Referring expression data
⁂

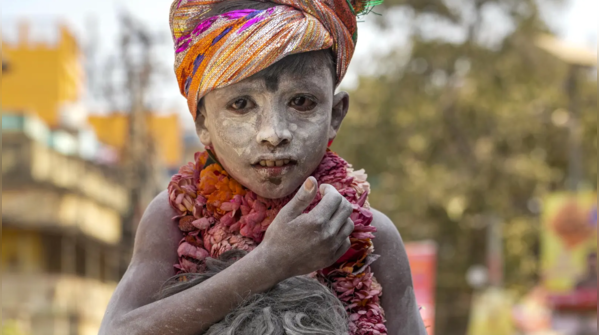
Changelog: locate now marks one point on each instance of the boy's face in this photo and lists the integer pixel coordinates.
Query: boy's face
(271, 132)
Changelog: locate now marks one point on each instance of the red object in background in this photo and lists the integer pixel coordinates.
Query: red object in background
(579, 300)
(423, 261)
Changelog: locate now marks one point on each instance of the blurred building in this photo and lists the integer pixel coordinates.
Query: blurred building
(68, 215)
(61, 232)
(45, 77)
(165, 131)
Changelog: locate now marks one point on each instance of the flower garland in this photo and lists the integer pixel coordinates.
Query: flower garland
(217, 214)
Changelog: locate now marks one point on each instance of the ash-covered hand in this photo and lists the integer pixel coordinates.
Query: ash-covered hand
(298, 243)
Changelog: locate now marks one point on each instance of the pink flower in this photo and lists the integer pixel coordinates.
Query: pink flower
(217, 214)
(218, 240)
(188, 250)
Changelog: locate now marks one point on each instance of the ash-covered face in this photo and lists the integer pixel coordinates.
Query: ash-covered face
(271, 131)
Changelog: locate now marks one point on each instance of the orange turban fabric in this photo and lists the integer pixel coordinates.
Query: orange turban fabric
(217, 51)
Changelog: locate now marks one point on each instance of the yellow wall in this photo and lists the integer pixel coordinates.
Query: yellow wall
(165, 130)
(21, 251)
(42, 77)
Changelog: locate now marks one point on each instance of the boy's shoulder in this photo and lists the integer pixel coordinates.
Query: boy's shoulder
(383, 224)
(390, 246)
(157, 234)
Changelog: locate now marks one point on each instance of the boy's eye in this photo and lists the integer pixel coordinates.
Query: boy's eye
(240, 104)
(302, 103)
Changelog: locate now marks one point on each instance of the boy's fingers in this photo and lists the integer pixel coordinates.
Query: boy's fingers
(331, 199)
(301, 200)
(340, 217)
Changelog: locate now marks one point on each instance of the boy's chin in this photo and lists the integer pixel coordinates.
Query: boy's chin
(275, 189)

⁂

All lines above must be repeated exactly, and the pictures must be omitted.

Changelog: locate now marks one point on each instance of the boy's face in this photo and lists the integer pixel coordinates.
Query: boy's face
(271, 132)
Changelog: locate now marks one point on each instance of the red object in background in this photo and lists the integer pixel coordinates.
Query: red object in background
(579, 300)
(423, 261)
Changelog: locate now marks one point on each instance of the blurred building in this photo and lists the integer pixel coordinates.
Query: blurred building
(68, 215)
(61, 232)
(45, 77)
(165, 131)
Changelog: locate now marks one point on each instance of the flower garland in this photo and lists the integer pixel coordinates.
Query: flower garland
(217, 214)
Changelog: locate now marks one point on each instance of the ash-covered hand in this photo and lists the integer pixel coordinates.
Query: ash-covered hand
(298, 243)
Changelog: locate now marks one point on each instance of the pink flower in this photo and lists the integer pixel coordinates.
Query: pink flower
(217, 214)
(218, 240)
(188, 250)
Changelog: locate now marks one point on each instance of the ash-covered face in this photo and lists the integer pixel coordinates.
Query: ash-covered face
(271, 131)
Changelog: locate now marks one point on each instance of the orange turban fabric in this photo and lists the integer pixel coordinates.
Query: orange turban fabric
(217, 51)
Changelog: locate now marks one point on each instance of the yellow wall in this photo and lists the integer pixel coordinates.
Query: yellow wall
(165, 130)
(21, 251)
(42, 77)
Changelog: locate now marks one point on each instance of the boy's shoulder in this photo and lists the integer pixel coordinates.
Query: boy's shoulder
(383, 224)
(390, 246)
(157, 234)
Changelog: locate now marks one point on each instance of the boy's eye in this photo and lists the integer pixel coordinates.
Query: boy's eye
(240, 104)
(302, 103)
Changelog: locate now marks one point on each instance of the boy's fingers in this photo and lists the integer pixel coordinates.
Query: boy's fingers
(331, 199)
(301, 200)
(340, 217)
Changelog: locate now marks one point on each instance of the boy's chin in this photo and lists the integer pixel coordinates.
Query: boy's chin
(275, 189)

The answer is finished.